Material supplied:
◇ ◇ ◇ ◇ ◇ ◇ ◇
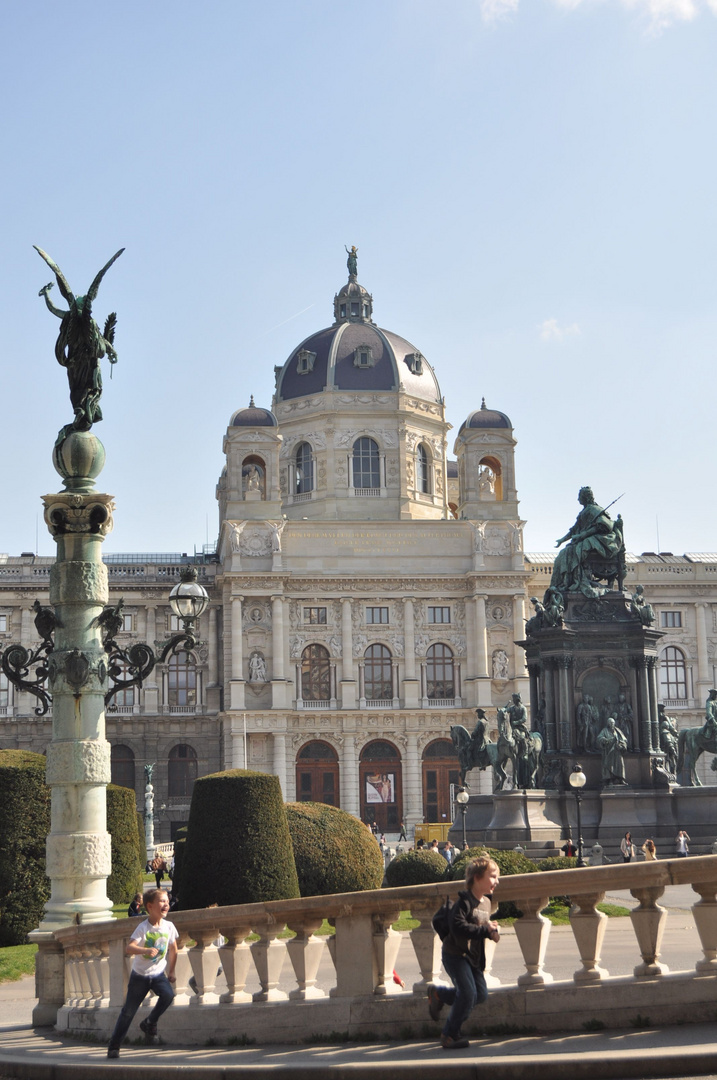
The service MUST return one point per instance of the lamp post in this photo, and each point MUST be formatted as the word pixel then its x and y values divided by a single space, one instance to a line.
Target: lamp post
pixel 578 780
pixel 462 798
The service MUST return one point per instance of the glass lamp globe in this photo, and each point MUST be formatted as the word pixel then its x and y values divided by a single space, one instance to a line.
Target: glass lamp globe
pixel 578 778
pixel 188 599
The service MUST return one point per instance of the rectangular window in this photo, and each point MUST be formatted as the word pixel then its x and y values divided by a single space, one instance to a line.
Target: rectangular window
pixel 438 615
pixel 314 616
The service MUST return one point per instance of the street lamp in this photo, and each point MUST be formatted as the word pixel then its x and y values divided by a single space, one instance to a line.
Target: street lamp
pixel 462 798
pixel 578 780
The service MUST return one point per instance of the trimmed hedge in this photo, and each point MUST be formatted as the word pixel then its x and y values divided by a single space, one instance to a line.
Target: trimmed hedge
pixel 239 849
pixel 127 858
pixel 333 851
pixel 416 867
pixel 24 826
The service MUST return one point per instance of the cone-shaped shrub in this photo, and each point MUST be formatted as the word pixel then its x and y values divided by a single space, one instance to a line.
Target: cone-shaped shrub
pixel 127 860
pixel 416 867
pixel 24 826
pixel 333 851
pixel 239 849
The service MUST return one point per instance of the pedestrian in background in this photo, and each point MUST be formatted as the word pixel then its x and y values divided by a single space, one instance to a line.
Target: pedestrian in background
pixel 627 848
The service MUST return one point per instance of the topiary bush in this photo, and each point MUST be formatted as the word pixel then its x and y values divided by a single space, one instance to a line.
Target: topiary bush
pixel 509 862
pixel 24 826
pixel 333 851
pixel 239 849
pixel 416 867
pixel 127 859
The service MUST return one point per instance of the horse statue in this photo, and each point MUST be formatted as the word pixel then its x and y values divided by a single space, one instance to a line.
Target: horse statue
pixel 691 743
pixel 525 750
pixel 476 753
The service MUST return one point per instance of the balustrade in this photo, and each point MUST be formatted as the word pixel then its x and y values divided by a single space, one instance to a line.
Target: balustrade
pixel 365 950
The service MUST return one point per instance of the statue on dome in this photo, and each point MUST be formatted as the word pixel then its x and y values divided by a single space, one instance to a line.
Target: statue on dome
pixel 352 261
pixel 595 551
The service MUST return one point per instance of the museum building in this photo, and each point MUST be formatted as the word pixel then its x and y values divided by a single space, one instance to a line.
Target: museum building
pixel 366 594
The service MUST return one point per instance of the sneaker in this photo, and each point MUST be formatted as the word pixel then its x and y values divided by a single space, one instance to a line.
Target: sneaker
pixel 435 1004
pixel 148 1028
pixel 448 1043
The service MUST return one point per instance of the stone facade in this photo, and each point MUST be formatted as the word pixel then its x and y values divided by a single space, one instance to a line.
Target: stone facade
pixel 366 593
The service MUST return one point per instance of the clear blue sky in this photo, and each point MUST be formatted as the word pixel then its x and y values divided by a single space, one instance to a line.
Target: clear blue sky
pixel 530 184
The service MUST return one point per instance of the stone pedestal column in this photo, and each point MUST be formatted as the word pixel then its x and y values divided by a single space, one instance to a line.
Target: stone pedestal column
pixel 279 673
pixel 410 683
pixel 348 670
pixel 79 756
pixel 238 685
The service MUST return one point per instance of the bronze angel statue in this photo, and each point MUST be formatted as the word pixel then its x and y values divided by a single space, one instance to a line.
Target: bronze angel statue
pixel 81 346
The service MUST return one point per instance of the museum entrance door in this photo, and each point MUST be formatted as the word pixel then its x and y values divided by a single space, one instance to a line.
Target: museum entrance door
pixel 381 787
pixel 318 774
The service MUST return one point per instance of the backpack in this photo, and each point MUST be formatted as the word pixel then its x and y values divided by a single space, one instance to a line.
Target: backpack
pixel 441 920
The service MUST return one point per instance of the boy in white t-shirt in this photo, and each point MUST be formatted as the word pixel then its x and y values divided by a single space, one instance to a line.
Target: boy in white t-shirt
pixel 153 948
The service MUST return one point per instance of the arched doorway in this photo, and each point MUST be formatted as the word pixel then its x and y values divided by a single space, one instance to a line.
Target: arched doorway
pixel 440 771
pixel 318 773
pixel 380 783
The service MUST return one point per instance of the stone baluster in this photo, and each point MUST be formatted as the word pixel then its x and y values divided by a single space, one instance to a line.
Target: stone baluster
pixel 589 927
pixel 427 945
pixel 306 952
pixel 649 922
pixel 269 955
pixel 204 960
pixel 705 919
pixel 532 932
pixel 387 943
pixel 235 957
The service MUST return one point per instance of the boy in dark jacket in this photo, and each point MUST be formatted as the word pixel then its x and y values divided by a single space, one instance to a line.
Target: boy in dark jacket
pixel 463 952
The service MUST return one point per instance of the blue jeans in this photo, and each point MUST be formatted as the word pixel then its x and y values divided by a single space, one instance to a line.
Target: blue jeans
pixel 137 990
pixel 469 989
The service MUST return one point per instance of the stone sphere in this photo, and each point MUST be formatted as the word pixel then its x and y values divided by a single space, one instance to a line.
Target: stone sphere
pixel 79 459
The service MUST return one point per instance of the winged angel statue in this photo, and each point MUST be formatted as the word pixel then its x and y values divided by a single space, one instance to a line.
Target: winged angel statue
pixel 81 346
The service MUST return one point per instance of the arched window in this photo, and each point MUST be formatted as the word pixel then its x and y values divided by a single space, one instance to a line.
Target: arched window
pixel 303 469
pixel 181 770
pixel 440 680
pixel 673 675
pixel 122 766
pixel 318 773
pixel 422 471
pixel 123 699
pixel 181 679
pixel 315 674
pixel 378 673
pixel 366 463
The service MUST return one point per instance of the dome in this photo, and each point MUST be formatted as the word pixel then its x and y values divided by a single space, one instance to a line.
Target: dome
pixel 355 354
pixel 253 417
pixel 485 418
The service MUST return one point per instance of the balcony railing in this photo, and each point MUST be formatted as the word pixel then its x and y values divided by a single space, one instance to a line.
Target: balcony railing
pixel 366 949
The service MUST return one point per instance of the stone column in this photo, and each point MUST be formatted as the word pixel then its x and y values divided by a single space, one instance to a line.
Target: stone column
pixel 78 767
pixel 410 684
pixel 348 671
pixel 704 680
pixel 280 759
pixel 238 685
pixel 349 777
pixel 279 674
pixel 413 784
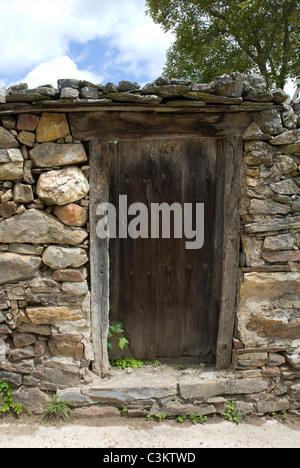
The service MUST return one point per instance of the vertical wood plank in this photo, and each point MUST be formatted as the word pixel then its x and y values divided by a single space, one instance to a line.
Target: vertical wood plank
pixel 231 248
pixel 99 257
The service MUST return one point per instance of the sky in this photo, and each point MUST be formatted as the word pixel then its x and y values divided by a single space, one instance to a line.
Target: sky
pixel 97 40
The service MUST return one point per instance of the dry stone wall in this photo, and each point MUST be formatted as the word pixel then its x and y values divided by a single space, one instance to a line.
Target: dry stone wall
pixel 44 249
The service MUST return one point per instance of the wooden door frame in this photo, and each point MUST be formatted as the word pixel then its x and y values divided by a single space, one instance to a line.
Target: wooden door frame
pixel 99 181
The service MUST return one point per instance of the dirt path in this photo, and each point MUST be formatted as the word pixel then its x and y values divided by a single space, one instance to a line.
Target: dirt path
pixel 138 433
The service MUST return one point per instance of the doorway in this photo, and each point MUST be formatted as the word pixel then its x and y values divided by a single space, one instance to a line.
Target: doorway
pixel 168 297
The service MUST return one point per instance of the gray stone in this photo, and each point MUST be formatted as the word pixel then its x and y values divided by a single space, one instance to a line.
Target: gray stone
pixel 59 258
pixel 42 330
pixel 47 91
pixel 272 405
pixel 287 164
pixel 26 97
pixel 7 140
pixel 22 367
pixel 15 380
pixel 125 86
pixel 23 193
pixel 166 91
pixel 21 340
pixel 62 187
pixel 273 225
pixel 26 249
pixel 193 388
pixel 230 85
pixel 53 155
pixel 69 93
pixel 14 267
pixel 59 378
pixel 203 87
pixel 11 164
pixel 281 242
pixel 271 122
pixel 290 119
pixel 68 83
pixel 264 315
pixel 17 88
pixel 280 96
pixel 295 391
pixel 254 132
pixel 130 97
pixel 286 138
pixel 19 354
pixel 255 89
pixel 37 227
pixel 285 187
pixel 266 207
pixel 75 289
pixel 89 92
pixel 32 399
pixel 110 88
pixel 74 396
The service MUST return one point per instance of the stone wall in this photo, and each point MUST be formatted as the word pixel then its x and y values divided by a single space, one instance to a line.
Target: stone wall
pixel 44 249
◇ ◇ ◇ ◇ ◇ ◇ ◇
Task objective:
Return the lines above, from the one containing "The service MUST return one point per instance of the gray" to the end, exactly as they stand.

Result of the exercise:
The service MUST return one point per instance of the gray stone in this photo, and each point MUST be formatted as the word pixel then its x and y values divided by a single space, one instance to a line.
Target: gray stone
pixel 59 258
pixel 42 330
pixel 47 91
pixel 272 405
pixel 287 164
pixel 26 97
pixel 7 140
pixel 22 367
pixel 15 380
pixel 125 86
pixel 23 193
pixel 166 91
pixel 21 340
pixel 62 187
pixel 273 225
pixel 26 249
pixel 193 388
pixel 230 85
pixel 53 155
pixel 69 93
pixel 14 267
pixel 59 378
pixel 203 87
pixel 11 164
pixel 281 242
pixel 271 122
pixel 290 119
pixel 68 83
pixel 264 315
pixel 17 88
pixel 280 96
pixel 295 391
pixel 254 132
pixel 130 97
pixel 286 138
pixel 19 354
pixel 255 89
pixel 37 227
pixel 285 187
pixel 266 207
pixel 75 289
pixel 89 92
pixel 32 399
pixel 110 88
pixel 74 396
The service MUST return one point per instance of the stone wall in this photo, and each point MUST be formatted as the word pixel then its x and y values divided by a single space, one instance to a line.
Target: stone wall
pixel 44 249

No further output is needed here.